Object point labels
━━━━━━━━━━━━━━━━━━━━━━━━━━━━━━

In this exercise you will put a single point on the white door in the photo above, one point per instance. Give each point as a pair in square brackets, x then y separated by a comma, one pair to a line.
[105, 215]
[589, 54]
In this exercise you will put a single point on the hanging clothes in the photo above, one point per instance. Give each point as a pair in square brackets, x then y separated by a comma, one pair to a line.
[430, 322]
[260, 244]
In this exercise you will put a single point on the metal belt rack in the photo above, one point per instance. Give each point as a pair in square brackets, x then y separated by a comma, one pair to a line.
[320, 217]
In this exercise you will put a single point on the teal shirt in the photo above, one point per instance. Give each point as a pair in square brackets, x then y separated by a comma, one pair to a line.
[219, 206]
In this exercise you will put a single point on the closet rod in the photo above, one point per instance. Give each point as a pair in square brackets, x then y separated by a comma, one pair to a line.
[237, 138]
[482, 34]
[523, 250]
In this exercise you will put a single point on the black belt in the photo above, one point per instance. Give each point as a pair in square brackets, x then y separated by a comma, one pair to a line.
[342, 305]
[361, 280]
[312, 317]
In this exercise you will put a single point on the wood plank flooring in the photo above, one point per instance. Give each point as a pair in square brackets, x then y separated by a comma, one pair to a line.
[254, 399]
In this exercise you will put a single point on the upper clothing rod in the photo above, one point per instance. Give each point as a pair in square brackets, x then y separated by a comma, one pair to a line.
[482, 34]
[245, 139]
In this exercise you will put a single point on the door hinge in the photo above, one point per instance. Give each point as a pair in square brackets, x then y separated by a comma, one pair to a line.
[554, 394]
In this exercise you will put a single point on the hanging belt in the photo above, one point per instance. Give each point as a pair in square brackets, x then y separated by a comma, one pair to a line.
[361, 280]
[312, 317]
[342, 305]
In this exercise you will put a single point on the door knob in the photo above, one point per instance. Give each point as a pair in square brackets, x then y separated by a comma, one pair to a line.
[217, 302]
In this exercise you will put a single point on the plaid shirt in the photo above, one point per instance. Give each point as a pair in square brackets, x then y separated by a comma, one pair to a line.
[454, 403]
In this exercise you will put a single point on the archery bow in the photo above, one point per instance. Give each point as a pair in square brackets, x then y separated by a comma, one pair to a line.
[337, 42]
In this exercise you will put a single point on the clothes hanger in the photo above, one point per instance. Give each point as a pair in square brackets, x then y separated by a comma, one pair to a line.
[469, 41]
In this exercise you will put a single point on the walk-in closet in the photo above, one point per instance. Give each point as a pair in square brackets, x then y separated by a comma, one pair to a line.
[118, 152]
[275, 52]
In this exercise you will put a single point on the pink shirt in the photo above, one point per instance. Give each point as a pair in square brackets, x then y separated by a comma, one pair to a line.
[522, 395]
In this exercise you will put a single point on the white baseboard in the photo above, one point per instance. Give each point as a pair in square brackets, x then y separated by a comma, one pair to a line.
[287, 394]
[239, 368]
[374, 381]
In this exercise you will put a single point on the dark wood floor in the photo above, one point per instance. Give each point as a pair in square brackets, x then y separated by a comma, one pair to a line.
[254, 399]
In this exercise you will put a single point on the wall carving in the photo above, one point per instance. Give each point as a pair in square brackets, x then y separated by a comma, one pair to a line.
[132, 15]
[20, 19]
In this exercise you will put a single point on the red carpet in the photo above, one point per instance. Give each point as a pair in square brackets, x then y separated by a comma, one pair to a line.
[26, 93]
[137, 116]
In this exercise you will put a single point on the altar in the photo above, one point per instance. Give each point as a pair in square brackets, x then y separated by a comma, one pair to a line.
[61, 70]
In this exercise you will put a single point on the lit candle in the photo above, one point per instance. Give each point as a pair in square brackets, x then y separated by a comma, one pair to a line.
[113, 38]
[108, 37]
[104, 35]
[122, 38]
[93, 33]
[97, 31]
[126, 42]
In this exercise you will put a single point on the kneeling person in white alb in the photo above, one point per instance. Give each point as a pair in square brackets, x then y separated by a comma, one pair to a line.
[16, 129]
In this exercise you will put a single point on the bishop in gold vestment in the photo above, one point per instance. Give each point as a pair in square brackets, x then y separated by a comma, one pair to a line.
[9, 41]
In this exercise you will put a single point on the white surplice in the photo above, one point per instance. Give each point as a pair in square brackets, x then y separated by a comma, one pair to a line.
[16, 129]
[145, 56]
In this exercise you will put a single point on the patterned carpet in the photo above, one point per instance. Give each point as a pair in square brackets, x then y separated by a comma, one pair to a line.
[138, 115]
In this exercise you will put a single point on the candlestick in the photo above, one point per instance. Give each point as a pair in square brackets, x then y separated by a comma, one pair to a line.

━━━━━━━━━━━━━━━━━━━━━━━━━━━━━━

▶ EXERCISE DIRECTIONS: Convert the items from the line containing "the white surplice" through the end of the items into a numbered list, leaving out any blank lines.

▶ ANSWER:
1. In this exercise you will put a single point on the white surplice in the photo above, one point per instance. Give each point as a pair in square brackets, x then y separated by a comma, one pair to a line.
2. [16, 129]
3. [145, 56]
4. In this exercise you will put a single point on the patterned carpet in the photo above, one point per instance. Give each point as a pair in square brackets, x then y separated by a comma, one pair to a line.
5. [138, 115]
6. In this exercise you will put a single point on the candlestick in the photo above, one point per instance. Give each point as a pair in square brackets, x then y separated by a comma, one pair to a line.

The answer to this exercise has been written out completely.